> What is being asked:
Return exactly the span of lines in the following data that opens with the line containing "Every instance of the child's" and closes with the line containing "Every instance of the dried fish". Include nothing else.

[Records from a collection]

---

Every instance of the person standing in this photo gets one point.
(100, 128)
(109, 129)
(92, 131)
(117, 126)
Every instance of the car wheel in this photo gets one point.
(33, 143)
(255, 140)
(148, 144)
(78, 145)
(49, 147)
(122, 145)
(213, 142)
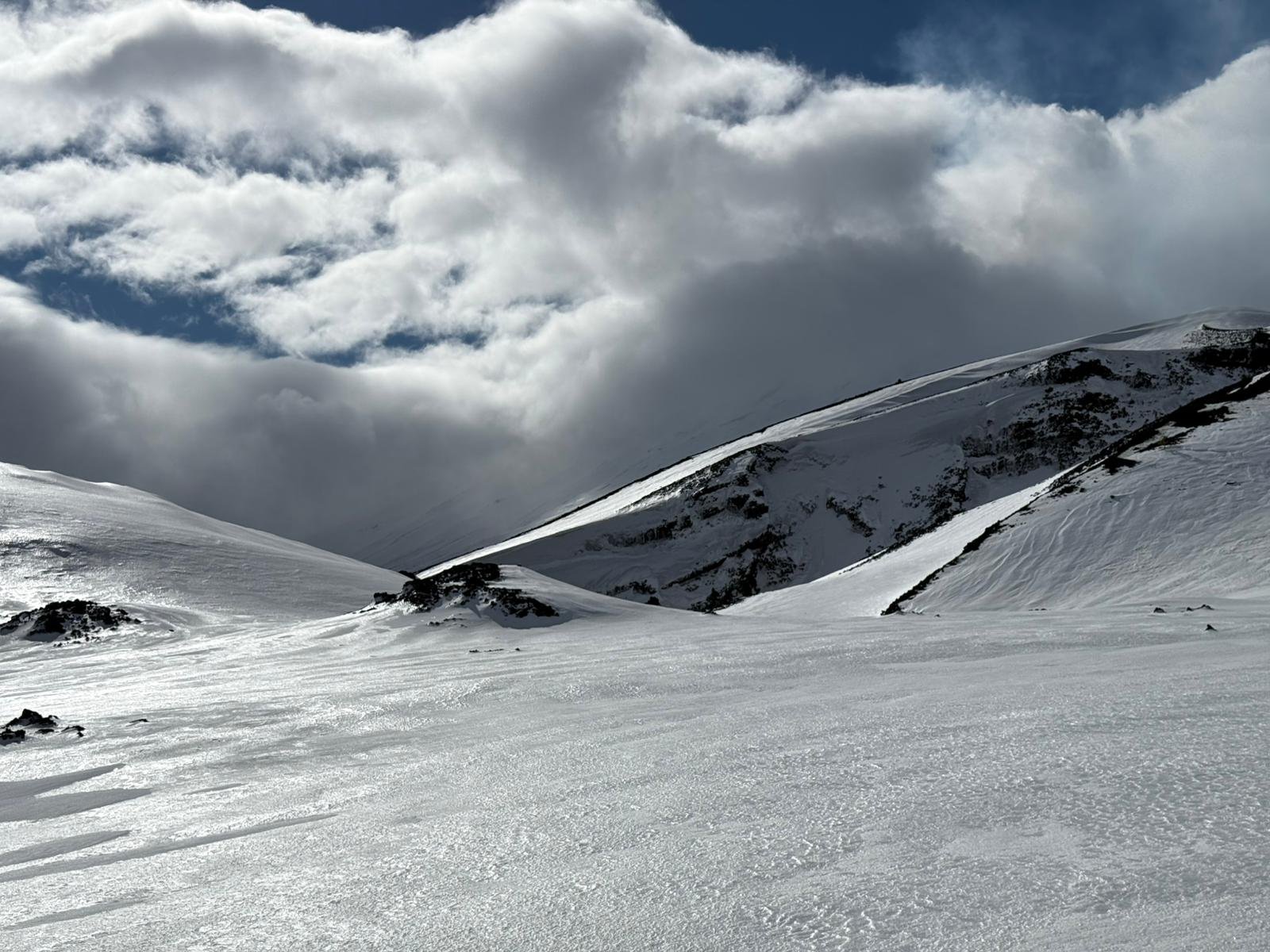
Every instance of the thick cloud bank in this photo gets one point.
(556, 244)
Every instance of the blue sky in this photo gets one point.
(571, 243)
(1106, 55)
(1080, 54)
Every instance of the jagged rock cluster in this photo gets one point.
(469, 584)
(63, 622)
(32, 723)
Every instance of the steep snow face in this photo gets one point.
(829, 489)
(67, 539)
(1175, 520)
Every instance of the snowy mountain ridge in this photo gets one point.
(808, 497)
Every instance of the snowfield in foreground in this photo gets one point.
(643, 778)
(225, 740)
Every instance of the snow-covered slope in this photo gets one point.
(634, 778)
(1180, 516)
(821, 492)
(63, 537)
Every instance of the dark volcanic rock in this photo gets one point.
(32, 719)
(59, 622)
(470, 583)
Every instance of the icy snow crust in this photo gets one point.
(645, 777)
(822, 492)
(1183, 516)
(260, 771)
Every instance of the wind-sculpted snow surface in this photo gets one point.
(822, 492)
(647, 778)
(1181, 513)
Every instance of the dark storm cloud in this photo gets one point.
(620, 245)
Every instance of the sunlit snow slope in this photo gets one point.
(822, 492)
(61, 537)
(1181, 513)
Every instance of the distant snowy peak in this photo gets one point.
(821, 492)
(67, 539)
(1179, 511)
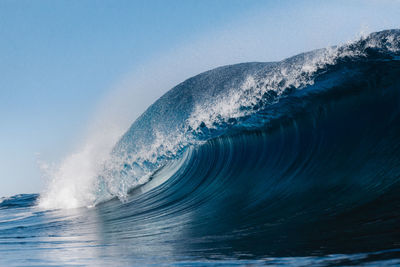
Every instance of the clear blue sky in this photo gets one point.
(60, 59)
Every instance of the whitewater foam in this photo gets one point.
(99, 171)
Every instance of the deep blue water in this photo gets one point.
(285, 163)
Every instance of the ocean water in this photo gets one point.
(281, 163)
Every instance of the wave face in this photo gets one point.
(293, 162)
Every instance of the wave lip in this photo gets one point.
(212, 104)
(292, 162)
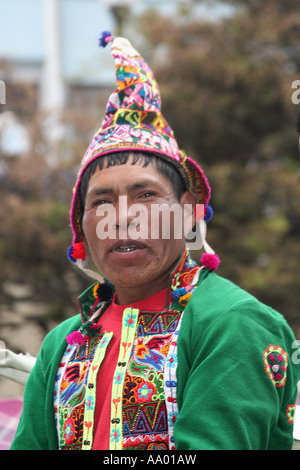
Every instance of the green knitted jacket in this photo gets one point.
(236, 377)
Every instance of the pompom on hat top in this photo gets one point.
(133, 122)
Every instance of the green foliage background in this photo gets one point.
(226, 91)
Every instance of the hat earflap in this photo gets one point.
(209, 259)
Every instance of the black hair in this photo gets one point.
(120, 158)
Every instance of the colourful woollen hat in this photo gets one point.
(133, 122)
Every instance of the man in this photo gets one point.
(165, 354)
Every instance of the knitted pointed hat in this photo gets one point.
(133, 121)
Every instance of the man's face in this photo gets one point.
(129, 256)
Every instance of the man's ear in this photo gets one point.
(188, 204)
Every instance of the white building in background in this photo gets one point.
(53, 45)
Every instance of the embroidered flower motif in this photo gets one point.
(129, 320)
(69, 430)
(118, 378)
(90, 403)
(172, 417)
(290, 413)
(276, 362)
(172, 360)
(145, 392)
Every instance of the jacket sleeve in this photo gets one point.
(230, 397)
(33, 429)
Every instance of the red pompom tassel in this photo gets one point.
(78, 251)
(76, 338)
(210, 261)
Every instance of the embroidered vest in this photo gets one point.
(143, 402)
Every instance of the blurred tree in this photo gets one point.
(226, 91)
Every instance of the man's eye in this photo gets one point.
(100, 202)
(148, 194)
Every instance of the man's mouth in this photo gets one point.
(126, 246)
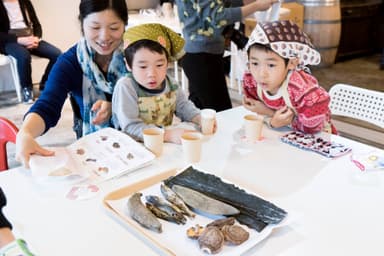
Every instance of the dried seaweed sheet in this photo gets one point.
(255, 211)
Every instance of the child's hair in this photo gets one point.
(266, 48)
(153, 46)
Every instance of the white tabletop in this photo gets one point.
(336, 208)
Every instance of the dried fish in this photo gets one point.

---

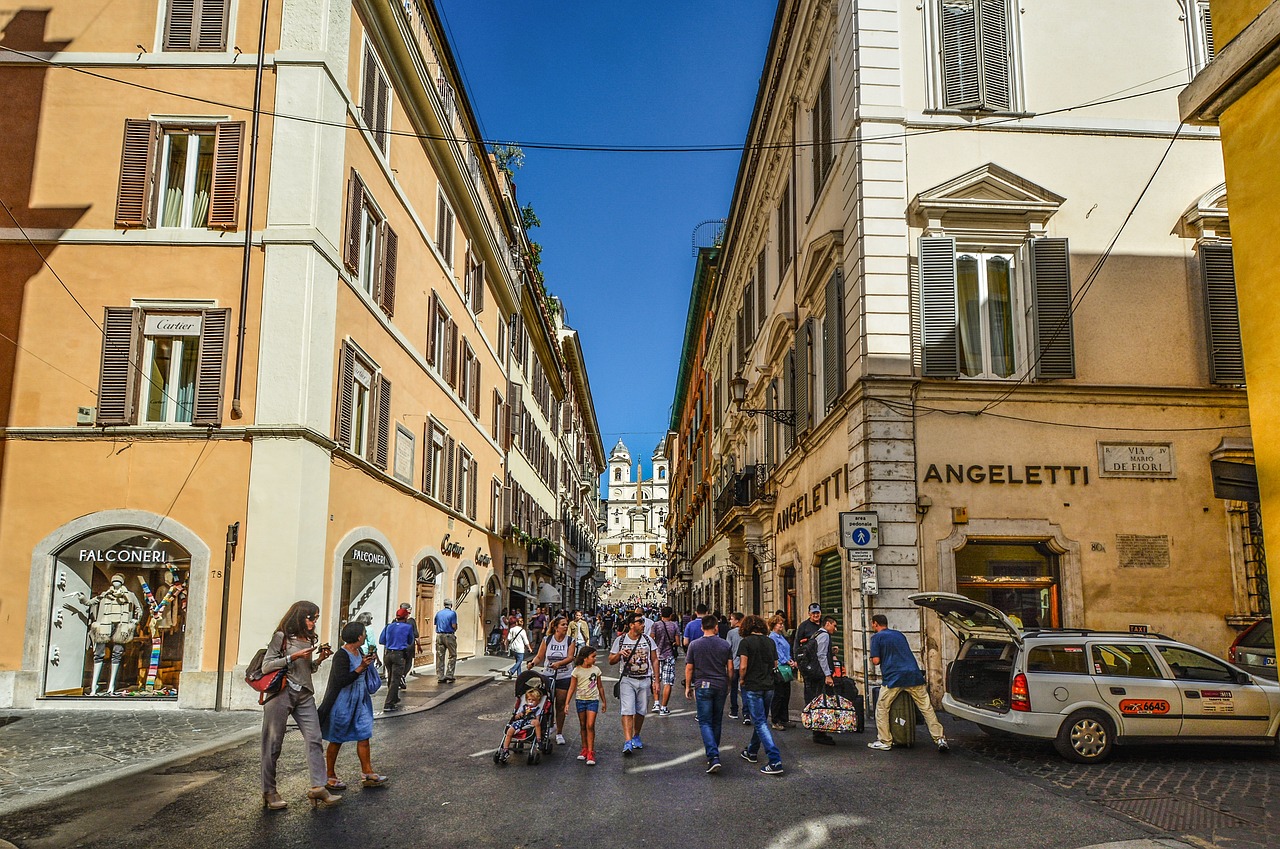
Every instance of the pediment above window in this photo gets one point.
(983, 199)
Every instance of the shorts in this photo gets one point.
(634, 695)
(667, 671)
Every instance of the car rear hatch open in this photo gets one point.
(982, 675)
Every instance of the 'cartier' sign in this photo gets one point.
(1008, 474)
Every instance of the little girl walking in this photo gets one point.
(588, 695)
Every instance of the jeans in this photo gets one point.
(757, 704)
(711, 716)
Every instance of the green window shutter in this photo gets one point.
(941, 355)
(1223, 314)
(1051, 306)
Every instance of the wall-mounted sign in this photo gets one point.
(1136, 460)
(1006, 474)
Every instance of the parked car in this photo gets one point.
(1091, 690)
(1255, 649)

---

> Exercise response:
Every instance of the child's hair in this photo gets one point.
(266, 48)
(153, 46)
Every instance of the white tabletop in this photo gets one point.
(336, 208)
Every instance of the dried fish in this photo gets one point.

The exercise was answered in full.